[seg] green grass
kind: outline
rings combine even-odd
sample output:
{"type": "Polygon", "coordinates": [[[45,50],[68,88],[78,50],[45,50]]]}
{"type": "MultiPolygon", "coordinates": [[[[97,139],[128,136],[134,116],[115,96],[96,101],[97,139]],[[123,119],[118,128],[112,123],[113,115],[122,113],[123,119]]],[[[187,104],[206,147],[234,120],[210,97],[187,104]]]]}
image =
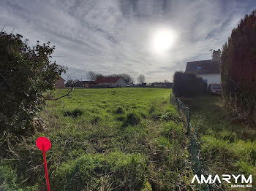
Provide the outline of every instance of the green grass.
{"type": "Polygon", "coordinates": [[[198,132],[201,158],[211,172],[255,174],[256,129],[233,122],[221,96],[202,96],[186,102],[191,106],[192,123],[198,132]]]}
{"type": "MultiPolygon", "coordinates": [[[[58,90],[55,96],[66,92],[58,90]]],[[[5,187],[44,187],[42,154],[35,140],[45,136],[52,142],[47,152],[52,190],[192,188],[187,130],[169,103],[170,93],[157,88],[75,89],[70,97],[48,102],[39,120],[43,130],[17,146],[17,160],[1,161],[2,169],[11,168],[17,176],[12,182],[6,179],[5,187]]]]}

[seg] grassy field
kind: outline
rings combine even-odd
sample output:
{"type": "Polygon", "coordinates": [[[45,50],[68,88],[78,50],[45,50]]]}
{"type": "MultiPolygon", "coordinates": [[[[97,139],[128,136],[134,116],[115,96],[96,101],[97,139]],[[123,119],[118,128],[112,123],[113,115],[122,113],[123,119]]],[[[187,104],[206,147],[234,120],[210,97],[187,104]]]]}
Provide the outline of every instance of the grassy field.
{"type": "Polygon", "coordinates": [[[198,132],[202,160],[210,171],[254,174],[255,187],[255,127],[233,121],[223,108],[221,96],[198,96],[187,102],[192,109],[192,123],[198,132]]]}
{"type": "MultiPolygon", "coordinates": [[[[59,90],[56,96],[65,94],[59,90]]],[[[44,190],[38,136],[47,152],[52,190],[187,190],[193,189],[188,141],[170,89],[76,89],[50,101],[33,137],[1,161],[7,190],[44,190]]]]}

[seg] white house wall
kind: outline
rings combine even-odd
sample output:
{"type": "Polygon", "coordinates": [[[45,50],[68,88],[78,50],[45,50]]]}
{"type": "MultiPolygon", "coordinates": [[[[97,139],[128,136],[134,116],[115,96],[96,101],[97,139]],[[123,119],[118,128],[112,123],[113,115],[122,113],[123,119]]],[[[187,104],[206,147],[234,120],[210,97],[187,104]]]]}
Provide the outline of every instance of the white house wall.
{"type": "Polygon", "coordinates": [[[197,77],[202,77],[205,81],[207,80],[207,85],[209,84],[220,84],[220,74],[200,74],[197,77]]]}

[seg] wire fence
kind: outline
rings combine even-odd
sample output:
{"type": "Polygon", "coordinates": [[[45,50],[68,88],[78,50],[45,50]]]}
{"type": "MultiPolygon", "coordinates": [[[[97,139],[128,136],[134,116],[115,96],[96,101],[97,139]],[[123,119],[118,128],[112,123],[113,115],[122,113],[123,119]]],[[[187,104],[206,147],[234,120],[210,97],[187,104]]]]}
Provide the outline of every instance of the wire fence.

GOAL —
Pull out each line of the listing above that contains the string "green". Case counts.

EXERCISE RESPONSE —
[seg] green grass
Provide the outline of every instance of the green grass.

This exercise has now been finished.